### Location identification entries
__________________________________________________
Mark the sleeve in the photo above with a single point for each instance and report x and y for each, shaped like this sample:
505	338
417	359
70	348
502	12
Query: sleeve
__________________________________________________
### YOUR INSTRUCTIONS
Retype the material in full. Each word must match.

### REPLY
Mark the sleeve in the photo above with a single point for each instance and report x and y for each, shaped like this sample:
505	338
417	359
70	348
502	12
Query: sleeve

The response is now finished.